- [DATA SUPPLIED]:
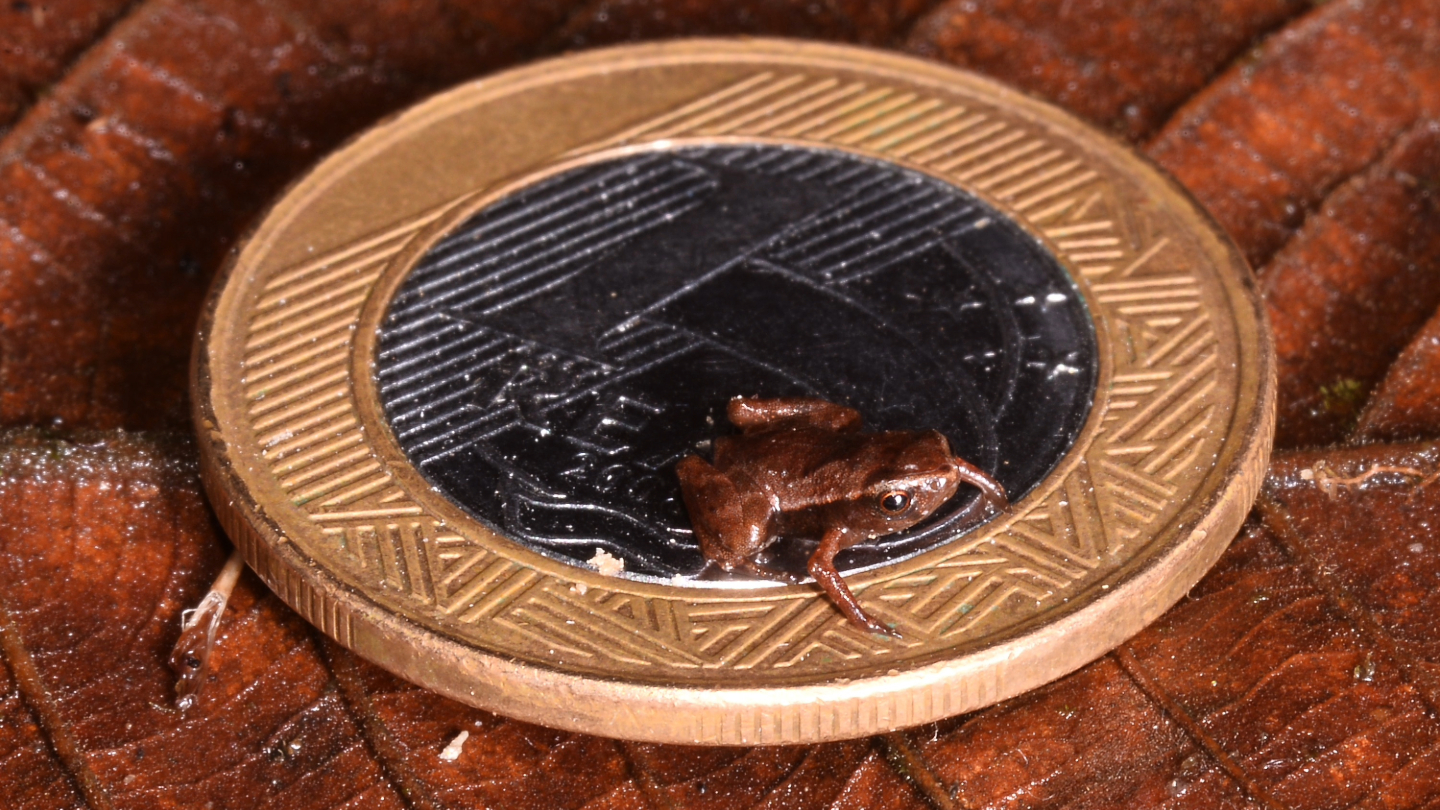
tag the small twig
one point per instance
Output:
(198, 629)
(1329, 483)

- [WORK TO DO]: Retype every line of the entries above verbatim, leaving out the pictures.

- [WRITTEN ANSWER]:
tag the small twig
one point per instance
Output:
(198, 629)
(1329, 483)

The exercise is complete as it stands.